Liquidity, Capital Structure and Financial Resources

The Group mainly funds its operations from a combination of operating cash flows, borrowings and equity. As at 30 September 2019, the Group had cash and cash equivalents (including pledged bank deposits) of approximately HK$267.6 million (31 March 2019: approximately HK$271.7 million). The Group's working capital was approximately HK$1,689.8 million (31 March 2019: approximately HK$1,762.6 million).

As at 30 September 2019, the Group had outstanding borrowings (including secured notes and obligations under finance lease) of approximately HK$2,251.7 million (31 March 2019: approximately HK$2,440.8 million). The Group had various banking facilities from financial institutions in Hong Kong which were secured by certain assets of the Group, including (i) the Group's financial assets at fair value through profit or loss of HK$1,383.9 million; (ii) certain bank deposits held by the Group; (iii) certain leasehold lands and buildings; (iv) machinery and motor vehicles; and (v) certain loan receivables.

Gearing ratio (being the ratio of total borrowings including secured notes and obligation under finance lease to total assets) as at 30 September 2019 was 39.1% (31 March 2019: 43.9%). The decrease in gearing ratio was mainly attributable to repayment of certain borrowings during the period under review.

Capital Commitment

The capital commitments consist primarily of purchase of construction machinery for rental purpose. As at 30 September 2019, the capital commitments contracted but not provided for amounted to approximately HK$11.7 million (31 March 2019: approximately HK$19.3 million).

Contingent Liabilities

As at 30 September 2019, the Group provided performance guarantee amounting to approximately HK$11.2 million (31 March 2019: approximately HK$10.2 million respectively) to the banks in respect of obligations under finance leases and the Group's obligation under contracts with certain third party customers. Under the guarantees, the Group would be liable to make payments to the banks if the banks were unable to recover the amounts under these finance leases from these customers or the Group failed to perform the relevant obligations to these customers. As at 30 September 2019 and 31 March 2019, no provision for the Group's obligations under the guarantee contracts has been made as the directors of the Company considered that it was not probable that the repayment of the finance lease obligations would be in default and it was not probable that a claim will be made against the Group.

==*==

# [What the task requires]
Please carry on the passage about the Group's finances from where it stops. The lines after this point come from another source.

==*==

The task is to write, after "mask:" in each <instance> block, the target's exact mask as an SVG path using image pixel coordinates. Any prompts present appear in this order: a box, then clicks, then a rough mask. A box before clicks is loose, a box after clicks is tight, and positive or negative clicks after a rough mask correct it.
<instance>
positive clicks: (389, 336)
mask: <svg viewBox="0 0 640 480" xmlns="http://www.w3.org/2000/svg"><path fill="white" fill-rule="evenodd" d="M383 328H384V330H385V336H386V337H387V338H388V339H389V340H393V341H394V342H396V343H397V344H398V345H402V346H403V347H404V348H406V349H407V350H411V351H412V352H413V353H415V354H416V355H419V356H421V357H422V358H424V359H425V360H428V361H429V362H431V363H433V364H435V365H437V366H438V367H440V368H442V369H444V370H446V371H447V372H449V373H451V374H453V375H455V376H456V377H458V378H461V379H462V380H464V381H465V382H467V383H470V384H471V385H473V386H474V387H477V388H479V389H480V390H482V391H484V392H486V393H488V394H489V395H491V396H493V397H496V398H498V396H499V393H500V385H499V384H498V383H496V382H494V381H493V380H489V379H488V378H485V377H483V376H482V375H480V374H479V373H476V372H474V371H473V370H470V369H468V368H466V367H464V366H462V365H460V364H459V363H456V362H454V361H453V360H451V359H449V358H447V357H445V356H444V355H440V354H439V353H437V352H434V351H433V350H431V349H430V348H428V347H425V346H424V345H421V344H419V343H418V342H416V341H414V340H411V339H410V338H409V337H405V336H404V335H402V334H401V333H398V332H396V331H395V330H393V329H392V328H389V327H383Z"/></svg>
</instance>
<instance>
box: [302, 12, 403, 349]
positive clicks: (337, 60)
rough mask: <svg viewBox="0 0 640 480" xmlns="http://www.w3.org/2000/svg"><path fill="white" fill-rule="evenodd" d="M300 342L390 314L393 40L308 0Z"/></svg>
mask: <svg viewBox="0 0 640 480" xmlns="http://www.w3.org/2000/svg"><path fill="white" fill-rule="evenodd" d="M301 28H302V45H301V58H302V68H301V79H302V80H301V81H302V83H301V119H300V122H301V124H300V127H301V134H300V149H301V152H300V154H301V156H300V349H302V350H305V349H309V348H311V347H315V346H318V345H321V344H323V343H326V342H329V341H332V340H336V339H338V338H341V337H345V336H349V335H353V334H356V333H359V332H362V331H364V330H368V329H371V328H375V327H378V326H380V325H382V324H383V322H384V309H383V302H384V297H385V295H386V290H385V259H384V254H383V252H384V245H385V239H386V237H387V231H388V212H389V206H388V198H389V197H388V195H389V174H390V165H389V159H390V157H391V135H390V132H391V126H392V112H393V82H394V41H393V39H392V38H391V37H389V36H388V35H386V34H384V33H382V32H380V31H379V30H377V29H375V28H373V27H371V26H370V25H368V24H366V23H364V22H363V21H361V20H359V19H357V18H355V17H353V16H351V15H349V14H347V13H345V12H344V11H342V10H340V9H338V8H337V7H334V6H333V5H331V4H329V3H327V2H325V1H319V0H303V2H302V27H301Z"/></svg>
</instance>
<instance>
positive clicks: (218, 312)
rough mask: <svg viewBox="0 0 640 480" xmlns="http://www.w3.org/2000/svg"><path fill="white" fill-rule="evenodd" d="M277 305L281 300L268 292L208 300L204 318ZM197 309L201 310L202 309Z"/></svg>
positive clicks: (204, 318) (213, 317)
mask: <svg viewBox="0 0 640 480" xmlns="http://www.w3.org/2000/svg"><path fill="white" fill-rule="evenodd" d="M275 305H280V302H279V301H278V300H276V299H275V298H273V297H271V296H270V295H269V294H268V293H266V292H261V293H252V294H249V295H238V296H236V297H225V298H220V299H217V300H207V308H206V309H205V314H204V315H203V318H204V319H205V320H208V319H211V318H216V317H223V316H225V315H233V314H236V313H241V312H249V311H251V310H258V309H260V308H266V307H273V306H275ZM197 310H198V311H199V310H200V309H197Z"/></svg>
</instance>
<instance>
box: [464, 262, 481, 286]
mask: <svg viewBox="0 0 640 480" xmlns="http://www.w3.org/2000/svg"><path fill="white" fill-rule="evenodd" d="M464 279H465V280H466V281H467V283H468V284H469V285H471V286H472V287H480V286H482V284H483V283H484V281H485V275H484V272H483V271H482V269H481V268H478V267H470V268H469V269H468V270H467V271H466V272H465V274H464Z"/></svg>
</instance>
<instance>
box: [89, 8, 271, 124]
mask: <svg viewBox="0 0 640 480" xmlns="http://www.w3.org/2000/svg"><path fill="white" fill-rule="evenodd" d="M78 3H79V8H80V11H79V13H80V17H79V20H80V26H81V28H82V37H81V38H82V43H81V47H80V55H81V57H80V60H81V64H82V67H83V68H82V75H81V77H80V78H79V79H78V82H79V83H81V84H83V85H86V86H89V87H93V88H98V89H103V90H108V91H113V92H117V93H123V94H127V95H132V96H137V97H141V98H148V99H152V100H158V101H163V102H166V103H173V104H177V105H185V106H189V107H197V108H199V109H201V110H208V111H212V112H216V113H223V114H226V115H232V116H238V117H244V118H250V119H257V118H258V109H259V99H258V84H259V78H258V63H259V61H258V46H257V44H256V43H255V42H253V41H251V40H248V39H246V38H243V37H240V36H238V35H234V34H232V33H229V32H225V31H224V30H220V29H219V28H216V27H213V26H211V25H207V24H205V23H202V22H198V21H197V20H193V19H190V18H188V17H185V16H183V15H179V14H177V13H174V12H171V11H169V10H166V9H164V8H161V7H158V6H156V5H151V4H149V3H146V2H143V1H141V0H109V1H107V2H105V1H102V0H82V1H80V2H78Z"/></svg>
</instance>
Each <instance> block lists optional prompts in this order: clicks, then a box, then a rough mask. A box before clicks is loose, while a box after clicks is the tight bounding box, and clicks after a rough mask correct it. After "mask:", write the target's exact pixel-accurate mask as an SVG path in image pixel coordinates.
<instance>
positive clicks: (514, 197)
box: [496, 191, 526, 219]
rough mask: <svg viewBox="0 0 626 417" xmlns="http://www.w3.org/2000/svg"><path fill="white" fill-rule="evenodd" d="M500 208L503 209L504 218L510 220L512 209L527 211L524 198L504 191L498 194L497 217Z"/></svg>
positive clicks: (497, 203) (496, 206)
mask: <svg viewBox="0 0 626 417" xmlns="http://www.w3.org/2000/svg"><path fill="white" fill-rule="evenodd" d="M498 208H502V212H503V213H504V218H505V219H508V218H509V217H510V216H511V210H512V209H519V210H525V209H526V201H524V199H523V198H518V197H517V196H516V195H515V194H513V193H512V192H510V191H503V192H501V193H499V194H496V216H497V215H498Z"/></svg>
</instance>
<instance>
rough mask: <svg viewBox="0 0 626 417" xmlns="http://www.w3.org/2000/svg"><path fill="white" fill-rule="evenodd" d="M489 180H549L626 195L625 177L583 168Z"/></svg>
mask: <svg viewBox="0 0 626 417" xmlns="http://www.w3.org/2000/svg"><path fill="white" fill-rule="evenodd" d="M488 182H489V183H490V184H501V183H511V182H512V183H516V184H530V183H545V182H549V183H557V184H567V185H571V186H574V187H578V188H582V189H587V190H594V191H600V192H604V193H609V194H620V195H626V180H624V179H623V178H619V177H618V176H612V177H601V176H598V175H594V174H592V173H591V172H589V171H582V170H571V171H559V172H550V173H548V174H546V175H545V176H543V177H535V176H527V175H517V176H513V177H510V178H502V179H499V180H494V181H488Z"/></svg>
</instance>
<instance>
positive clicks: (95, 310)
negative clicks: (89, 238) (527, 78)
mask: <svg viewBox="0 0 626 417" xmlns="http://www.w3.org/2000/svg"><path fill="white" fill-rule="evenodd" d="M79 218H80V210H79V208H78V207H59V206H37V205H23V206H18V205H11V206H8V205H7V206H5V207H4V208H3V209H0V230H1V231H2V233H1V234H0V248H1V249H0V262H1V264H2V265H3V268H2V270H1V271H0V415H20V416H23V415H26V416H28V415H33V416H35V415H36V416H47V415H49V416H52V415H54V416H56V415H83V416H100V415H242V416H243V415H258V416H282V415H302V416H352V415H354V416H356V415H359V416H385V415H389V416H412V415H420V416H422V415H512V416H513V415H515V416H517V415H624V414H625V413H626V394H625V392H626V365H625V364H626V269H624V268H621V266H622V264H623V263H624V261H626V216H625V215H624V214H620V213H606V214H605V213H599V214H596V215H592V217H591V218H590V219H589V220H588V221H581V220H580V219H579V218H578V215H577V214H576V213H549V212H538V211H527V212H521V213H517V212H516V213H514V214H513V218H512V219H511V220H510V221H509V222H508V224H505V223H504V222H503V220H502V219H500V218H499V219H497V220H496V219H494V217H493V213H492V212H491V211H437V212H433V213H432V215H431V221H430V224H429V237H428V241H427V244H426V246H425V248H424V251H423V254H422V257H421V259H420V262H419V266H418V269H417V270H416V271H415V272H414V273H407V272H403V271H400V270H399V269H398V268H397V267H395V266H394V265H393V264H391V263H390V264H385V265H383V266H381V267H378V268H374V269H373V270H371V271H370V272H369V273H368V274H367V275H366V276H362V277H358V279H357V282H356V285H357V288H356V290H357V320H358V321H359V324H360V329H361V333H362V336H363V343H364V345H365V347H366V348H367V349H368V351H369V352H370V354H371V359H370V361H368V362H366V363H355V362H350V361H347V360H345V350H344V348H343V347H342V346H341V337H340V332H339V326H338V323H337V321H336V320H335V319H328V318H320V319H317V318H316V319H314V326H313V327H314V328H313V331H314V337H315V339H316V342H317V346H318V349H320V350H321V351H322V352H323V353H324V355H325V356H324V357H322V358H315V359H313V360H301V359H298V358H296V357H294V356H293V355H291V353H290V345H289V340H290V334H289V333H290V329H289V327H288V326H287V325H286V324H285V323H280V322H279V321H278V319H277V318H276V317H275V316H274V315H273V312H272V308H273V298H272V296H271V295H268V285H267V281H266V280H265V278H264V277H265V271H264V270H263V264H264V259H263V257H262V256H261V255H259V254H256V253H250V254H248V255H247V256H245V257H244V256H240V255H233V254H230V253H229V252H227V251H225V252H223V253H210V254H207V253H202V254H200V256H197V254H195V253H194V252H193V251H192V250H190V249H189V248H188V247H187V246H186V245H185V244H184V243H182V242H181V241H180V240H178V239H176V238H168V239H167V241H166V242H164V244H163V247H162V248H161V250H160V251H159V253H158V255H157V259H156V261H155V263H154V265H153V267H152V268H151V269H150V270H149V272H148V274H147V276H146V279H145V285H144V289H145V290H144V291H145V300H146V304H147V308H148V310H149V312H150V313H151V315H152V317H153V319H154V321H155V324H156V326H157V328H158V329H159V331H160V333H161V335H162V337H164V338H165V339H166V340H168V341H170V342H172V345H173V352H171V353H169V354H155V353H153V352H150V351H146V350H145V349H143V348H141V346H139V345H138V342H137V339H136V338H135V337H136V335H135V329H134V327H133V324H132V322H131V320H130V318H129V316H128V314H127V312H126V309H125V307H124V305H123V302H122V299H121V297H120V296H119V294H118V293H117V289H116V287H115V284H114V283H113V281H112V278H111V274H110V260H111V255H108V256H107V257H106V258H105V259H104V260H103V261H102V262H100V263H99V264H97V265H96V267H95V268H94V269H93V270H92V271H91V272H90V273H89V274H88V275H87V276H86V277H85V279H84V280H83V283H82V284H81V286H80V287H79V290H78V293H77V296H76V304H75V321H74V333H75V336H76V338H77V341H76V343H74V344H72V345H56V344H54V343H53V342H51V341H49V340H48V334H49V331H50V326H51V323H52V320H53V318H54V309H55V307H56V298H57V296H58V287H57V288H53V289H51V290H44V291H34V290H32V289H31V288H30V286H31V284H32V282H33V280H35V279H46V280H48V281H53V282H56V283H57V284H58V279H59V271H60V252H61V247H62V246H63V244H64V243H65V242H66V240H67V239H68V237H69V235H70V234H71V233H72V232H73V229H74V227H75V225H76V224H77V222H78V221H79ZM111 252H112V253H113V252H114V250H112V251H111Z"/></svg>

==*==

# [Exercise output]
- 27 -

Exposure to Fluctuations in Exchange Rates

The Group's revenues and other incomes are denominated mainly in Hong Kong dollars ("HK$"), United States dollars ("US$"), pounds sterling ("GBP") and Renminbi ("RMB"). The Group's purchases and expenses are mostly denominated in HK$, US$, GBP and RMB. The Group has certain foreign currency bank balances and investments in foreign operations such as trade and interest receivables; other receivables, deposits and prepayments; bank balances and cash; other payables, deposits received and accruals and borrowings, which are exposed to foreign currency exchange risk. The Group currently does not have a foreign currency hedging policy. However, the management monitors foreign exchange exposure of the Group from time to time and will consider hedging significant foreign currency exposure should the need arise.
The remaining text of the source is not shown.